## TASK TO COMPLETE
Beginning with the line that contains "Can you find the yellow", extract each line through the end of the listing below, with no additions or omissions.

# # # # # # #

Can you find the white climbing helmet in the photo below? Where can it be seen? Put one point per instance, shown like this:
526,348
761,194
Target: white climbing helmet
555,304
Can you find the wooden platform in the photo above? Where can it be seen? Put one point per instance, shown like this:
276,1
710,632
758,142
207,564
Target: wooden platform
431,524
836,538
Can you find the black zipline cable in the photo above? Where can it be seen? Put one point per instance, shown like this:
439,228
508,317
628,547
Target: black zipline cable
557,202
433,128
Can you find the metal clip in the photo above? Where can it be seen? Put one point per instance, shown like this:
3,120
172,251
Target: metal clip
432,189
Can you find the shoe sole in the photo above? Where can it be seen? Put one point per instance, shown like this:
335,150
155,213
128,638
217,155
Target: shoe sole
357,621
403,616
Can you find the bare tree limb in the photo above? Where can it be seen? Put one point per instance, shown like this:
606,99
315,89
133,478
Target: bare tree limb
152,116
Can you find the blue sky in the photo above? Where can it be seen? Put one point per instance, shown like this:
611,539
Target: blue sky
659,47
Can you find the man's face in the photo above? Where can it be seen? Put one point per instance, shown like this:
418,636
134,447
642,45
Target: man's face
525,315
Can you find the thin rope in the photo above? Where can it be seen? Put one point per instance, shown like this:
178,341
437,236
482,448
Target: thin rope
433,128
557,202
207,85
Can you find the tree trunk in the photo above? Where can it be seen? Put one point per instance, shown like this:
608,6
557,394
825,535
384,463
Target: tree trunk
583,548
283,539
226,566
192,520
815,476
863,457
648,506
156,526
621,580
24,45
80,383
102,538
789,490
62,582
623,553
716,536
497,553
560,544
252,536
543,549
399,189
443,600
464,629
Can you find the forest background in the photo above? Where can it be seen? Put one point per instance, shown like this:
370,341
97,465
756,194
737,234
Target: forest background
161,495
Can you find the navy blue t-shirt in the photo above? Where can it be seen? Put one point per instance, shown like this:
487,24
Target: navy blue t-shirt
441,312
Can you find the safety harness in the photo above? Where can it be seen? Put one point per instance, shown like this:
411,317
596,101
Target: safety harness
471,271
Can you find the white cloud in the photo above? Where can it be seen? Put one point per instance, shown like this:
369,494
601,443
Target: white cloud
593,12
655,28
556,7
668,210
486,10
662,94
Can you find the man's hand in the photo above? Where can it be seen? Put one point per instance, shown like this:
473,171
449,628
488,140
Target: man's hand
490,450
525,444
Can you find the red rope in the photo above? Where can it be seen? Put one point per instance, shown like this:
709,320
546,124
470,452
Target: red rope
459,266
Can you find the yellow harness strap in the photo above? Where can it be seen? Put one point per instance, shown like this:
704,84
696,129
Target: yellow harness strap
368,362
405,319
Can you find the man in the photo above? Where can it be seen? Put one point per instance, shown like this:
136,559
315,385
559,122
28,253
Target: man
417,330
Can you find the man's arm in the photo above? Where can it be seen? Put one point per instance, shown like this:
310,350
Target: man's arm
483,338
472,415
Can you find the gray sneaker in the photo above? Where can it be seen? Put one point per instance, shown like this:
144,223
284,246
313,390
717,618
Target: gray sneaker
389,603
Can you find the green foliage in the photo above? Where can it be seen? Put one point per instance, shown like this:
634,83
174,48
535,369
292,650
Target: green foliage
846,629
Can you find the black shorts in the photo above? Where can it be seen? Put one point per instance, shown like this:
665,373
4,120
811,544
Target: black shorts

# # # # # # #

## WRITTEN RESPONSE
Can you find the yellow harness strap in the photo above? Where can it be seen? Put one point per instance, shown like this:
704,84
696,129
Target: yellow harness strap
368,362
405,319
Can you find the man in the photo above? Where can it be seen? Put one point per instance, shown like this:
136,559
315,385
559,122
28,253
Target: man
417,330
Can you find the man's arm in the photo above? Where can it be seen? Put one point per instance, shown like this:
310,350
Target: man's arm
483,338
472,415
Can you find the gray sneaker in the photo above? Where can it be seen? Put one point per instance, shown like this:
144,223
284,246
313,390
717,618
Target: gray sneaker
389,603
Can you find the green foliage in the photo above? Where can it be seen? Put one point per instance, shown like this:
634,83
174,48
535,369
292,650
Target: green foliage
846,629
Can you find the black shorts in the photo above? Where can it be seen? Put one point per instance, shown like this:
665,373
4,120
811,544
Target: black shorts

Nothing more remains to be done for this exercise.